--- GIVEN PASSAGE ---
______
So, if Einstein was correct, then the difference in the readings of Clocks A’ versus B’ should be an observable and quantifiable end-state when they unite.
Good, we have a testable experiment!
And if the principle of relativity is true, then the difference in final clock readings should be the same regardless of whether we perform the experiment in system capital-K, or System small-k, or System S, or System S’, etc.; because, according to Special Relativity and the Lorentz transforms, we should always be able to swap a stationary system for a moving system, and vice versa.
So, for any given speed at which Clock A’ travels through System S’ toward Clock B’, we should always find Clocks A’ and B’ to report the same measurable difference in the readings when they unite, whether System S’ is considered moving or stationary.
______
--- INPUT ROWS ---
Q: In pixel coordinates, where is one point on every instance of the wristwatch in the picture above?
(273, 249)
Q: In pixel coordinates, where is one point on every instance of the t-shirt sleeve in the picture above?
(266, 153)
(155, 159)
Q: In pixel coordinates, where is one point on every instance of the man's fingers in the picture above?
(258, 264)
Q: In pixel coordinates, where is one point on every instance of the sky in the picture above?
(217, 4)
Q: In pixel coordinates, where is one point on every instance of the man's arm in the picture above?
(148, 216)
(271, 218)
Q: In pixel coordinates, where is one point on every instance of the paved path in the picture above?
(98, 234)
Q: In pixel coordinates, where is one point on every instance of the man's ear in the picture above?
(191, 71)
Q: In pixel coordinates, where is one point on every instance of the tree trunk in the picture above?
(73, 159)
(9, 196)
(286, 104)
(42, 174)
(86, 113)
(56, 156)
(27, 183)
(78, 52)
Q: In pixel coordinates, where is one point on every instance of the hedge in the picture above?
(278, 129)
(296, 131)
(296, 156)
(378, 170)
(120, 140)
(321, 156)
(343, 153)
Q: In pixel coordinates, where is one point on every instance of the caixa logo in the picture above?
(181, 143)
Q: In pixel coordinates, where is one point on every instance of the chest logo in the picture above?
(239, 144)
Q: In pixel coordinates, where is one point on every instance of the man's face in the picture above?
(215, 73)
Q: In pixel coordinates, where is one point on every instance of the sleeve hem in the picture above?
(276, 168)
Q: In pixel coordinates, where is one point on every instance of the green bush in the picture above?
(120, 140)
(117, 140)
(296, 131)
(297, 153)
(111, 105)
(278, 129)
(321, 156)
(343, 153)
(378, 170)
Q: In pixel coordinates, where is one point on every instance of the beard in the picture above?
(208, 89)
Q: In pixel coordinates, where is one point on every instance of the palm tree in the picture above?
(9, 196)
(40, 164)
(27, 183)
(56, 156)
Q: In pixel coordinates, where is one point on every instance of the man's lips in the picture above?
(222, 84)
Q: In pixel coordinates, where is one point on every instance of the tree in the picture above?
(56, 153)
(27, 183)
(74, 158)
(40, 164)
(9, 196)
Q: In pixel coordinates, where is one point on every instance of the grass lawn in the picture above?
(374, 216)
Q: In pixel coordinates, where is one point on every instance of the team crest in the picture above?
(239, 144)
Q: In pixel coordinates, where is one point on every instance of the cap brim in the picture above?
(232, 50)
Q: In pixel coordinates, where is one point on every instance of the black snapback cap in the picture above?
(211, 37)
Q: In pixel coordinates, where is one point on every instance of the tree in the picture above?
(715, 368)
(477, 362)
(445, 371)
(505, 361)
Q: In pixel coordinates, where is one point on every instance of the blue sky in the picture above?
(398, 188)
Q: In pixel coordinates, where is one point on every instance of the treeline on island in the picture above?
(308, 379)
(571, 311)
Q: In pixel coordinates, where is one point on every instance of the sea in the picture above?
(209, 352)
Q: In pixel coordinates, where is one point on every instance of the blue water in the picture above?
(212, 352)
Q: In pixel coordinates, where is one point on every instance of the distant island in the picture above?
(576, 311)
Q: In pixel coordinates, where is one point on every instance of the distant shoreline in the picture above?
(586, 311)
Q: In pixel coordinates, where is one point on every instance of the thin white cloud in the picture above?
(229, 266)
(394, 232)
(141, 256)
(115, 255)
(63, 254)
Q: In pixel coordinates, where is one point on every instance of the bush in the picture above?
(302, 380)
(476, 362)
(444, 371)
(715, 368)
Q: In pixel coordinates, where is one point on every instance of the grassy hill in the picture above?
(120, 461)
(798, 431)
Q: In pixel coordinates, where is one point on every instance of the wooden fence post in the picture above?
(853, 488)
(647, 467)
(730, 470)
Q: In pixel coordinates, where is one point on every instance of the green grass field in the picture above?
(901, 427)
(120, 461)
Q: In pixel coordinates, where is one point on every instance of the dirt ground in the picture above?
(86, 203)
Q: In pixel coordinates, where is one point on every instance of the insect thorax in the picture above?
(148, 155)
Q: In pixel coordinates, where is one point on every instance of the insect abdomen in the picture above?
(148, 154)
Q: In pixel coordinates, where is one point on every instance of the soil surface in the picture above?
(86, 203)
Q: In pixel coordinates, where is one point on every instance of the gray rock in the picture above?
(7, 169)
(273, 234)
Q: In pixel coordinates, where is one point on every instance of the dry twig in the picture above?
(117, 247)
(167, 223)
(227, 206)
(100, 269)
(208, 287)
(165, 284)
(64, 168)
______
--- LIST OF TASKS ---
1. In the passage on relativity and the two clocks:
(a) If Einstein was correct, what should the difference in the readings of Clocks A’ and B’ be when they unite?
(b) According to Special Relativity and the Lorentz transforms, what should we always be able to swap?
(c) Through which system does Clock A’ travel toward Clock B’?
2. Write out everything in the records from the line containing "abdomen in the picture above?" down to the end of the records, including both of those lines.

--- SOLUTIONS BY TASK ---
1.
(a) An observable and quantifiable end-state.
(b) A stationary system for a moving system, and vice versa.
(c) System S’.

2.
Q: In pixel coordinates, where is one point on every instance of the insect abdomen in the picture above?
(148, 154)
Q: In pixel coordinates, where is one point on every instance of the soil surface in the picture above?
(86, 203)
Q: In pixel coordinates, where is one point on every instance of the gray rock in the picture above?
(7, 169)
(273, 234)
Q: In pixel coordinates, where is one point on every instance of the dry twig in the picture above?
(117, 247)
(167, 223)
(227, 206)
(100, 269)
(208, 287)
(165, 284)
(64, 168)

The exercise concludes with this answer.